Extracted data entries:
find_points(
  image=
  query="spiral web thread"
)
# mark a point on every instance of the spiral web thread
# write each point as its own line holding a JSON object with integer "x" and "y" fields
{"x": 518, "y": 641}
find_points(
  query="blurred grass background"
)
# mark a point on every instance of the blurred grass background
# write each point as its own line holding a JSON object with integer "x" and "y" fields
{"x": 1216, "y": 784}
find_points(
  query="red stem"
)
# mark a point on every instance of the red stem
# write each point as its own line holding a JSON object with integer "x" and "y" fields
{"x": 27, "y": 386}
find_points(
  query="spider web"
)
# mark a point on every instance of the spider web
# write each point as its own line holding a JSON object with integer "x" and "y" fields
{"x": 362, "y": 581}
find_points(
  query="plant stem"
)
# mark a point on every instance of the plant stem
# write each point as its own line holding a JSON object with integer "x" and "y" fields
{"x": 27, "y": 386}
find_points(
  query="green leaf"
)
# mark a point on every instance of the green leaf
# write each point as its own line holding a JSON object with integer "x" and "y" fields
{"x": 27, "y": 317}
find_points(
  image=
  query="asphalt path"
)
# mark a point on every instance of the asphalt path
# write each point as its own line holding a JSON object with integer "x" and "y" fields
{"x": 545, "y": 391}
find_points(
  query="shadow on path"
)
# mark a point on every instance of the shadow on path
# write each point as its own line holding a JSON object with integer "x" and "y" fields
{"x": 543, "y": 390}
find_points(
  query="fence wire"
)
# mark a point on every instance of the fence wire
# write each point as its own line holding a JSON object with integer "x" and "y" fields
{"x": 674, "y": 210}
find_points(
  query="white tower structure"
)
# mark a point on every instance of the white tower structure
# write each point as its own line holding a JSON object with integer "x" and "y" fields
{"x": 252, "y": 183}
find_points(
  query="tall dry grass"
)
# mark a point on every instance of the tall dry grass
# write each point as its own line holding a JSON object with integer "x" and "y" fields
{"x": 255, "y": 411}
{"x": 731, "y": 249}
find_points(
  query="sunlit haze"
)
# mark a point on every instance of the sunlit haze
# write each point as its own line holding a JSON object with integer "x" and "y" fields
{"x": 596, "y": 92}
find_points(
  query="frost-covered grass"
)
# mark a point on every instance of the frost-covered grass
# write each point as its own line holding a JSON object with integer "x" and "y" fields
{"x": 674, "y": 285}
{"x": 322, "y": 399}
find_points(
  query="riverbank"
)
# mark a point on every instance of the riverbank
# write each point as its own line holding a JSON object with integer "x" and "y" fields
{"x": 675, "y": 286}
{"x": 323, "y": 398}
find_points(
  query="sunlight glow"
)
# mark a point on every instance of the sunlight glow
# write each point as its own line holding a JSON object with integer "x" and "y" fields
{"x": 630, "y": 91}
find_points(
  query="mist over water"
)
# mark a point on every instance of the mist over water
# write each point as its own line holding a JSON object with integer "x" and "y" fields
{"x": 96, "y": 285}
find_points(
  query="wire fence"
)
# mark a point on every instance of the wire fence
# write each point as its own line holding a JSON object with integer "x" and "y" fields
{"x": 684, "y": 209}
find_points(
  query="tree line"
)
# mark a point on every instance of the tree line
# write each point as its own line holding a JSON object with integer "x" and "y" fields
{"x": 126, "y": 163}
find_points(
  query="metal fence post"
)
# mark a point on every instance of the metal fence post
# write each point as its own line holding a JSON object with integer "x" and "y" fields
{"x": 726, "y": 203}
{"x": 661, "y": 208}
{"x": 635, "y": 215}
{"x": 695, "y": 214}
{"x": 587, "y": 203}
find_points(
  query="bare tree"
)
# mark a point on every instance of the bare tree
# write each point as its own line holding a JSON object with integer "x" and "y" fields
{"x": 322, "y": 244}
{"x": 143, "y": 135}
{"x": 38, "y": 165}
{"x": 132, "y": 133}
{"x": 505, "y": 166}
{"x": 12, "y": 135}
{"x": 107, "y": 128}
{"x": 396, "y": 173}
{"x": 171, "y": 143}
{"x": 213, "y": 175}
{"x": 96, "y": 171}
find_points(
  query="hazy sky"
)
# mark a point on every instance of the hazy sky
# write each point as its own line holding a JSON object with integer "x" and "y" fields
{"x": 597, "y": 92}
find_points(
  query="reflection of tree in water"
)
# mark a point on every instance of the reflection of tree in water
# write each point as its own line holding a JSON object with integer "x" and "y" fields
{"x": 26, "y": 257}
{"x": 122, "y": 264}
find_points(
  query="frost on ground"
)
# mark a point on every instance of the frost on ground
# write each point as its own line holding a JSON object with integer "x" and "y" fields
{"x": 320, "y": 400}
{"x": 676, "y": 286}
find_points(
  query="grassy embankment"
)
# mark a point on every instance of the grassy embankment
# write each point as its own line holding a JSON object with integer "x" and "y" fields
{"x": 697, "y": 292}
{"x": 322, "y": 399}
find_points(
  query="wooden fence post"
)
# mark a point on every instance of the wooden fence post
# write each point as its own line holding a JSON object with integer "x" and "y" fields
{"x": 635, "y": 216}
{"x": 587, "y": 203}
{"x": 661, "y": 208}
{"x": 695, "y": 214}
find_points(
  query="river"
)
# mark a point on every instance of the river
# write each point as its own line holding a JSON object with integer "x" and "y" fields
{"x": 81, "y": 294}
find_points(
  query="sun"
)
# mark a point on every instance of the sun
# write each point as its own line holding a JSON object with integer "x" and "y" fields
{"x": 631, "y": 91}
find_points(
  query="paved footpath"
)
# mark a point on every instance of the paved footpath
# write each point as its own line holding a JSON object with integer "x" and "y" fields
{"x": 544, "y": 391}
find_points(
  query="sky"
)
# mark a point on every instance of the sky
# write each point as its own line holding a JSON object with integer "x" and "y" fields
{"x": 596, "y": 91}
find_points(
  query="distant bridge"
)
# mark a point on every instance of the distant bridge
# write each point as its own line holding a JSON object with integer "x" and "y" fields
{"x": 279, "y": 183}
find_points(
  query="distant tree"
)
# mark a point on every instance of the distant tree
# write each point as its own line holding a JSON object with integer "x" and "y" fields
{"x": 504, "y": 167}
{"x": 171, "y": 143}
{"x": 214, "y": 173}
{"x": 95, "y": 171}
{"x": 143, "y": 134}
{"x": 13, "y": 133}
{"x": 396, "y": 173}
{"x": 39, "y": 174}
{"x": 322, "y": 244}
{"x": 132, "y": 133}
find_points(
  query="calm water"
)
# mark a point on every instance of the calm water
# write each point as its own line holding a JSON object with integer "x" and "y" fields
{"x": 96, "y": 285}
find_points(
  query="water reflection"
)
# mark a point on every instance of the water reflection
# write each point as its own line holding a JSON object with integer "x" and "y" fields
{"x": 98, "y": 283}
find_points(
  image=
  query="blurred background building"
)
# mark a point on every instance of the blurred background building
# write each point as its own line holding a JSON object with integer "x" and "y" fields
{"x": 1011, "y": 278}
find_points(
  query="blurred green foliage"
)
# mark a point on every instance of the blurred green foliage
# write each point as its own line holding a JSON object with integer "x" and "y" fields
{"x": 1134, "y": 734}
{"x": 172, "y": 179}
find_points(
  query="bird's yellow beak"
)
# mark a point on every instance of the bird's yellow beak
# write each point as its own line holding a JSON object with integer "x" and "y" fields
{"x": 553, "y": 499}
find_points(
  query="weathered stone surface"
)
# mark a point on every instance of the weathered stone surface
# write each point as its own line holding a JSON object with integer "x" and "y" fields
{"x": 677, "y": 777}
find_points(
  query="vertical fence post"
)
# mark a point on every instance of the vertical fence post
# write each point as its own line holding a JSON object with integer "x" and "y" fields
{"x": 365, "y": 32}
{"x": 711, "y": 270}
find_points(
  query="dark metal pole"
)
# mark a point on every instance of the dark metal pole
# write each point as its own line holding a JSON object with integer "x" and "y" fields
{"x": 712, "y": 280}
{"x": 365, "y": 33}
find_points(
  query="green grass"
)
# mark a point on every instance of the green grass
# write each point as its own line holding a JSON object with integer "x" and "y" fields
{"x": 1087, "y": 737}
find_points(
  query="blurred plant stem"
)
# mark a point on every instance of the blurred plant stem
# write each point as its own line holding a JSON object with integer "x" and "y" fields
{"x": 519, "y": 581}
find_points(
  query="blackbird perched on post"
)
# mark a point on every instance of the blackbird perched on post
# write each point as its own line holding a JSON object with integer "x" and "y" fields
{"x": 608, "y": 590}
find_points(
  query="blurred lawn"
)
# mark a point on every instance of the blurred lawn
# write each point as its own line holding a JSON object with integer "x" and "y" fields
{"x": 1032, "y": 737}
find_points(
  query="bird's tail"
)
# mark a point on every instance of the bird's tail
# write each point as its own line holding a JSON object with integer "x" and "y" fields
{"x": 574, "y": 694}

> _WORK TASK_
In how many lines of the data above does the word "fence" occur? Only the number is wanted.

> _TASK RESULT_
10